*Set exercise*:
Reproduce the data below verbatim, line for line, without changing anything.

*Data provided*:
----

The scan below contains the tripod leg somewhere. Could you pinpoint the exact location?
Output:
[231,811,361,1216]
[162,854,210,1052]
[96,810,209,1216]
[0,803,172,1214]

----

*Answer to this task*:
The scan below contains the tripod leg somewhere. Could you pinpoint the exact location?
Output:
[231,811,361,1216]
[162,854,210,1052]
[96,810,209,1216]
[0,803,172,1214]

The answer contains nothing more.